[Task to carry out] Rewrite the records, starting at the beginning and ending at the line that contains "[252,196,335,301]", with "side window" changed to "rear window" and nothing else altered.

• • • •

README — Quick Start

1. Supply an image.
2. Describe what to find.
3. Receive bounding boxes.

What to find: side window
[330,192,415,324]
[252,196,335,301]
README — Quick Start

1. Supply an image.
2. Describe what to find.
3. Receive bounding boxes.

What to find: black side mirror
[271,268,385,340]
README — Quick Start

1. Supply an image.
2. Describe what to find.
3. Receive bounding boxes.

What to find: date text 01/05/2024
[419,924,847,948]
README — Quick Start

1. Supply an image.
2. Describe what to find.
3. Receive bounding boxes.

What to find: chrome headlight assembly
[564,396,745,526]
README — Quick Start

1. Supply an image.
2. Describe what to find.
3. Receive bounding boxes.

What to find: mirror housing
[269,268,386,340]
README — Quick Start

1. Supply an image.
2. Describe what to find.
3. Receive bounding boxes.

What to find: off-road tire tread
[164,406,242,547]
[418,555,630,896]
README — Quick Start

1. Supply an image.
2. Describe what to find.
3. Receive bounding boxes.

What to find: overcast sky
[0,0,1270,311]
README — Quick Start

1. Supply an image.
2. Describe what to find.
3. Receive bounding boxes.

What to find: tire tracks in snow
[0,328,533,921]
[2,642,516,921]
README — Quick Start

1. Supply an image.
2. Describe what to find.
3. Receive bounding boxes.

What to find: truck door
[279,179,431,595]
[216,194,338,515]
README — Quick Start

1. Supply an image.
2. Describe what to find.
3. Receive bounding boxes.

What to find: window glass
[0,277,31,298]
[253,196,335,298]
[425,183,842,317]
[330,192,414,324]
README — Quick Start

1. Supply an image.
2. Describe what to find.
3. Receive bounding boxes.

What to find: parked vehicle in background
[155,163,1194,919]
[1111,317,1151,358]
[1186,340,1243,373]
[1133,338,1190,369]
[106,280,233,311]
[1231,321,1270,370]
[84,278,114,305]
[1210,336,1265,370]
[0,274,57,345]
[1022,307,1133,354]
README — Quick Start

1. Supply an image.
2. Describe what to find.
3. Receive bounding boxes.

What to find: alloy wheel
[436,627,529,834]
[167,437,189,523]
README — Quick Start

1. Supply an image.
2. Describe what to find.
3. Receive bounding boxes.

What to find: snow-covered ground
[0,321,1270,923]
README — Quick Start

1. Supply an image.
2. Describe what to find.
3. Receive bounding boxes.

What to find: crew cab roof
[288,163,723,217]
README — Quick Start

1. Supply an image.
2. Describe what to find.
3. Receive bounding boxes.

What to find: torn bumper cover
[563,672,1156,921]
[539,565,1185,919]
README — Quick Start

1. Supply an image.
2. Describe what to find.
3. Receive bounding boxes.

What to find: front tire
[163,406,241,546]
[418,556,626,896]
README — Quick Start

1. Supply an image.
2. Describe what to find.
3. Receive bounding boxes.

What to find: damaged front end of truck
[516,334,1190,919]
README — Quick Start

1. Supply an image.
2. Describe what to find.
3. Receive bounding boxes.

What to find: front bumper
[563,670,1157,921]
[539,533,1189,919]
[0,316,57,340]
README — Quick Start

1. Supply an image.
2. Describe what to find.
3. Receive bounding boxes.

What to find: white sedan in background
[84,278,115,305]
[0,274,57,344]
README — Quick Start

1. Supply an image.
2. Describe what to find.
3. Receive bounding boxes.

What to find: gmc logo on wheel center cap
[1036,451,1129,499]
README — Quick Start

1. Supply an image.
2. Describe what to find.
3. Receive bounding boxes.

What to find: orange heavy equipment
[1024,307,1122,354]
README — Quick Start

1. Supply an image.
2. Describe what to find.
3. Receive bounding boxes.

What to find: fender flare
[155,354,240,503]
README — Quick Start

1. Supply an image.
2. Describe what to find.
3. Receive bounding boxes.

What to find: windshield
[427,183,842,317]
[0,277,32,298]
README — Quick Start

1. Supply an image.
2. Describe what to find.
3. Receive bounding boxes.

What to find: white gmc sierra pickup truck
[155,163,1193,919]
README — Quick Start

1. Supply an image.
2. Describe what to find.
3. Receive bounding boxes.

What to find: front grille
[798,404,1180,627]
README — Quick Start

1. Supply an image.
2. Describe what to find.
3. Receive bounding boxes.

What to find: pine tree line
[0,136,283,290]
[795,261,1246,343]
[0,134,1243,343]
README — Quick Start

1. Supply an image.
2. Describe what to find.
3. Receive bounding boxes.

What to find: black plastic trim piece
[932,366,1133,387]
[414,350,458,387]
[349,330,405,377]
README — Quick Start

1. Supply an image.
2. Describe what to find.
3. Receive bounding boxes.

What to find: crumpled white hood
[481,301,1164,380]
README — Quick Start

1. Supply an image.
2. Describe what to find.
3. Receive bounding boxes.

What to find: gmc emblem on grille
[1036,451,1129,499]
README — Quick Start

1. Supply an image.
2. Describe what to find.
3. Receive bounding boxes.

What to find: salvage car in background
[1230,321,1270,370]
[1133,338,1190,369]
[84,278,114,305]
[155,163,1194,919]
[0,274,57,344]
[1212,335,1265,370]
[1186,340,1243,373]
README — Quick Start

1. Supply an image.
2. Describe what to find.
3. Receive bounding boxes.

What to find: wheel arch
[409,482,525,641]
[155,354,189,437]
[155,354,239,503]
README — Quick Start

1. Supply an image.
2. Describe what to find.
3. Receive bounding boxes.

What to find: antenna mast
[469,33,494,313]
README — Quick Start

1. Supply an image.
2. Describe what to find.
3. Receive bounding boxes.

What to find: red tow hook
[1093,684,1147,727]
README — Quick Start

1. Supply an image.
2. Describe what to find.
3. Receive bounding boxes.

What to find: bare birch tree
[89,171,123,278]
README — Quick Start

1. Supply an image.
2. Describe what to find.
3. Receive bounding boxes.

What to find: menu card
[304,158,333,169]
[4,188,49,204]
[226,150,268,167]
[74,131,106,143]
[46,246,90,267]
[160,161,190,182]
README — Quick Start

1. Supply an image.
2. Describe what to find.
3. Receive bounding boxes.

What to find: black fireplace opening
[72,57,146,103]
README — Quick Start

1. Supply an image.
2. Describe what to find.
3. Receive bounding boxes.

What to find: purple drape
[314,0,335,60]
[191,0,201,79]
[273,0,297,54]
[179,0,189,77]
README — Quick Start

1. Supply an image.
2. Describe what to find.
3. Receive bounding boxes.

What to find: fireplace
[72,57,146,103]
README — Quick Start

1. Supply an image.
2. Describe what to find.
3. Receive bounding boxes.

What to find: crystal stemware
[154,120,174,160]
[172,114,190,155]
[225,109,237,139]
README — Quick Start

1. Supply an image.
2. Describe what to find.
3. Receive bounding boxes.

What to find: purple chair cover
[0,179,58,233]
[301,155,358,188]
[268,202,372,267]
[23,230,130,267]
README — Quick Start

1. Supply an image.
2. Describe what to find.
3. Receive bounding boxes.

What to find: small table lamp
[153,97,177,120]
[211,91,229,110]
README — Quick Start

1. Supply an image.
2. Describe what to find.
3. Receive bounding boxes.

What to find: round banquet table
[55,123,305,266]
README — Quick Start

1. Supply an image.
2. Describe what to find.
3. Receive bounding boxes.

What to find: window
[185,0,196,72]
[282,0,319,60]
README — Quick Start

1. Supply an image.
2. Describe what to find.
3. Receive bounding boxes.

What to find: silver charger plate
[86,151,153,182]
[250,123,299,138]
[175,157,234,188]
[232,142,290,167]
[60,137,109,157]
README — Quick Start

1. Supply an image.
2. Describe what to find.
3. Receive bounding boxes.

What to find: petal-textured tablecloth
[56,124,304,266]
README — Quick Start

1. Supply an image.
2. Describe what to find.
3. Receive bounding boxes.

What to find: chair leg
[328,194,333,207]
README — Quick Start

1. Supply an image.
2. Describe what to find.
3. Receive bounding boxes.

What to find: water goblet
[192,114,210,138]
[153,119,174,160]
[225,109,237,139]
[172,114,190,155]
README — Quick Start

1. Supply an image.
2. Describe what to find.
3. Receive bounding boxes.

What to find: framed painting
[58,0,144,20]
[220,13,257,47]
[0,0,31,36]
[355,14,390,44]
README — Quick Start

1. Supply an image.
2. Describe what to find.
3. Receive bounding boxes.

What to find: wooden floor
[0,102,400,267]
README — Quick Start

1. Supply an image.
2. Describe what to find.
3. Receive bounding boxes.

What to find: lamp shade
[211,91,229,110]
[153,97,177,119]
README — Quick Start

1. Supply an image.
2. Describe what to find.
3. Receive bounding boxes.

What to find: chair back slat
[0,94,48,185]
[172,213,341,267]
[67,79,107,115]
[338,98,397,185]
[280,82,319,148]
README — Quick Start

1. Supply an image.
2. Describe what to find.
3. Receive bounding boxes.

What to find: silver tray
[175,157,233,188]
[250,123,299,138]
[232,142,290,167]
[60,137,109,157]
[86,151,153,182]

• • • •

[Reply to the exercise]
README — Quick Start

1. Supply an image.
2. Describe what to find.
3. Receive bounding boxes.

What to find: rear window
[330,192,415,324]
[252,196,335,301]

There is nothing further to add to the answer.